## TEXT SECTION:
--

XClose

Research Software Engineering Summer School

Home
Menu

Getting data from the internet

We've seen about obtaining data from our local file system.

The other common place today that we might want to obtain data is from the internet.

It's very common today to treat the web as a source and store of information; we need to be able to programmatically download data, and place it in Python objects.

We may also want to be able to programmatically upload data, for example, to automatically fill in forms.

This can be really powerful if we want to, for example, do automated meta-analysis across a selection of research papers.

Uniform resource locators

All internet resources are defined by a uniform resource locator (URL) which are a particular type of uniform resource identifier (URI). For example

In [1]:
"https://mt0.google.com:443/vt?x=658&y=340&z=10&lyrs=s"
Out[1]:
'https://mt0.google.com:443/vt?x=658&y=340&z=10&lyrs=s'

A URL consists of:

  • A scheme (http hypertext transfer protocol, https hypertext transfer protocol secure , ssh secure shell, ...)
  • A host (mt0.google.com, the name of the remote computer you want to talk to)
  • A port (optional, most protocols have a typical port associated with them, e.g. 80 for HTTP, 443 for HTTPS)
  • A path (analogous to a file path on the machine, here it is just vt)
  • A query part after a ?, (optional, usually ampersand & separated parameters e.g. x=658 or z=10)

--

## STORED RECORDS:
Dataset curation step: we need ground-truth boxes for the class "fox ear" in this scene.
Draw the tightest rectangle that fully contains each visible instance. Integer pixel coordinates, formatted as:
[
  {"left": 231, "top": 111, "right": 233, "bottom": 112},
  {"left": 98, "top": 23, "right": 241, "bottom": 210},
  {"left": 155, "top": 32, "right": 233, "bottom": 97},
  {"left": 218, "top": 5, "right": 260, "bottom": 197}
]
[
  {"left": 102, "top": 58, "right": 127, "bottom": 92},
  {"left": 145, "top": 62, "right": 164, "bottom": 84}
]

--

## CHALLENGE:
Transcribe the stretch from "Getting data from" through "from the internet." in the section on getting data from the internet. You won't need the listing here.

## EXERCISE ANSWER:
Getting data from the internet

We've seen about obtaining data from our local file system.

The other common place today that we might want to obtain data is from the internet.